[Page]

* * * *

October 11, 2019, 4:57 PM UTC

This month’s jobs report, headlined by the lowest unemployment rate in a half century, was hailed as a “Goldilocks” report: not so hot the economy will overheat, not so sluggish it presages a recession. Most of the time, that’s the kind of news Wall Street loves to hear. 

But central to every Goldilocks fable are the hungry bears returning home. And while the financial markets greeted the jobs report as mostly bullish, the stock rally it inspired was muted, and some economists are spying warning signs deeper in the data. So as bullish as the news was, it was also a bit bearish as well.

Last week, the Labor Department said the unemployment rate fell to 3.5% in September, the lowest since December 1969 and below the 3.7% estimate from economists. Non-farm payrolls grew by 136,000, 9,000 fewer than expected. Some economists say that, because the employment pool grows by 140,000 potential workers each month, any number far short of that figure can be seen as a warning sign. Here’s how to make sense of the data—whether you’re a worker, a job seeker, or an investor.

Job growth and low unemployment are good news, right?

Usually, yes. New jobs are for now keeping pace with the demand for them. That’s good for the labor force, but it’s also encouraging for investors because it means the economy is still clicking along, according to one of the most closely watched metrics. At the same time, it’s not growing so fast the Fed may back off from further interest rate cuts, which Wall Street is betting on in coming months.

For the most part, the financial markets greeted the news with a shrug. The Dow Jones Industrial Average is up since the report came out last Friday, while the 10-year bond yield is largely unchanged.

* * * *

[Source data]
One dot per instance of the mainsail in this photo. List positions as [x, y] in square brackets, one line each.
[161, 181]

* * * *

[Goals]
(1) According to the jobs-report article, what was the unemployment rate in September?
(2) Using the jobs-report article, explain why some economists treat September's payroll growth of 136,000 as a possible warning sign.
(3) Carry on the jobs-report article from its final sentence.
The material above is separate from the jobs-report article.

[Results for the exercise]
(1) It fell to 3.5%, the lowest since December 1969.

(2) The employment pool grows by about 140,000 potential workers each month. Payroll gains that fall far short of that figure can therefore be read as a warning sign.

(3)
But we’re a decade into the current economic expansion, and the rate of overall economic growth is slowing and could soon drop below last quarter’s 2% growth. Other indicators suggest a slowdown is imminent, such as a recent Fortune Analytics survey that suggest pessimism on the part of purchasing managers, and worries that manufacturing and service hiring may slow.

When economic growth cycles age long enough, they usually end in one of two ways. Either companies see a recession coming and trim jobs (becoming a kind of self-fulfilling prophecy), or interest rates stay too low for too long, inspiring speculation in business investment or market trading that leads to excess and a much harder landing. Put simply, the latter outcome is what led to the the last recession.

So is the U.S. economy overheating or slowing down?

That’s the trillion-dollar question, and the center of a debate the financial markets have been having in recent weeks. It’s complicated by the uncertainty surrounding U.S.-China trade relations, which have proven devilishly hard to predict. Resolving that trade dispute could lead to further economic growth. An escalated trade war could be a tipping point that sends the U.S. or other economies into recession.

Given such uncertainty, economists and investors have been giving extra-close scrutiny to the September jobs report, connecting its data points with other economic indicators to draw as clear a picture as they can for where the economy, and therefore the health of the financial markets, may be headed.

What exactly is the job and economic data telling us?

As you might guess, there’s no clear consensus on this, but rather a divide in views. Some see warning signs while others expect more economic growth, albeit at a slightly slower pace. It’s a lot like that old optical illusion that could be, depending on how your eyes see it, a duck or a rabbit. Or in this case, a bull or a bear.

A key question is, how long will companies keep hiring? The Labor Department said Wednesday that there were a little more than 7 million jobs open in August. That’s still more than enough to meet the demand of new people entering the U.S. workforce, but it’s 4.4% lower than it was a few months ago. If companies start cutting jobs or delaying hiring, the ratio of jobs to jobseekers could decline. And that may well happen soon. A majority of U.S. CFOs are expecting a recession in the next 12 moths.

“The outlook for labor demand continues to darken,” Nick Bunker, an economist at employment site Indeed.com, wrote after the jobs report, noting that it gives “credence to the argument that the labor market slowdown is driven by employer demand.”

Why aren’t wages growing?

Another question centers on the rate of wage growth. In previous cycles, hourly wages have tended to increase as the labor market grows tighter. That’s not happening this time.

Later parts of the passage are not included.